Aim:
Update every entry by replacing "woodpecker's beak" with "woodpecker's eye" and keeping everything else the same, then write the entries out again without the pictures.

===============

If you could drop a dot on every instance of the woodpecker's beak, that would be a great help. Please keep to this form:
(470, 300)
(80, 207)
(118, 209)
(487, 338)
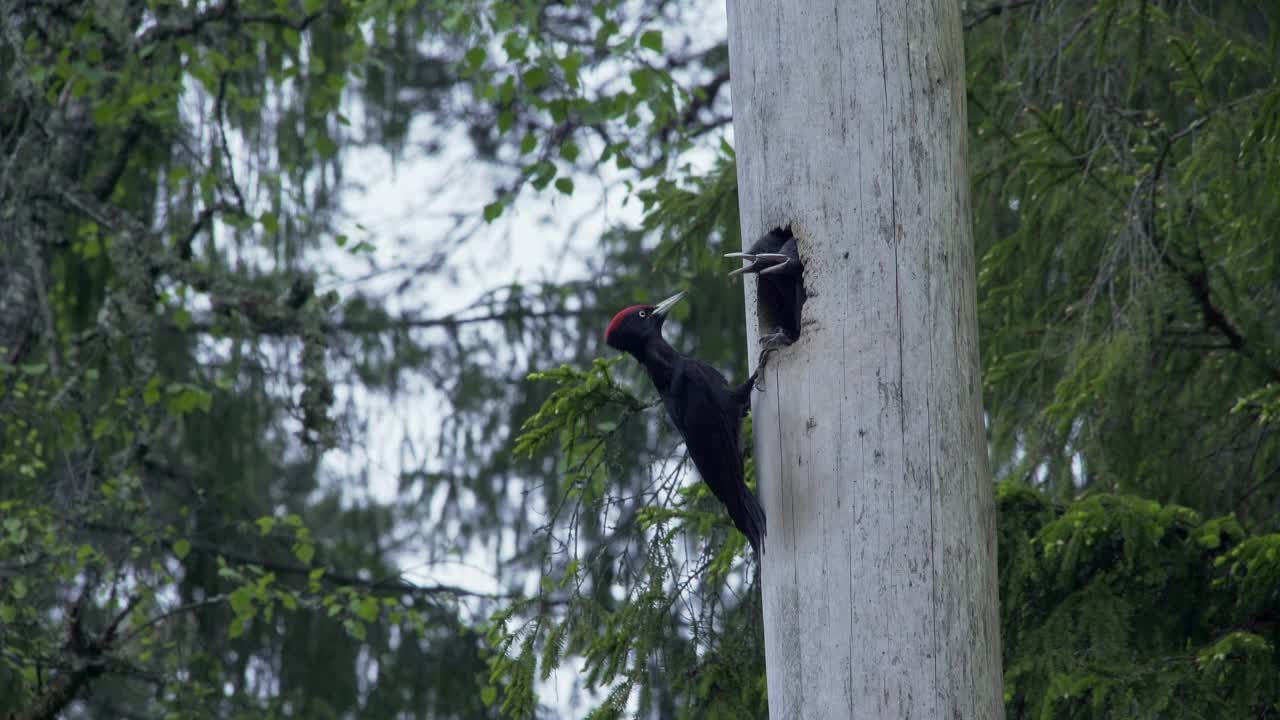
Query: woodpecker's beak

===============

Expected output:
If you could drop a dot on every instance of the woodpecker's eye, that would be a great help. Please keep to this form:
(470, 300)
(80, 207)
(118, 209)
(487, 338)
Query: woodpecker's eye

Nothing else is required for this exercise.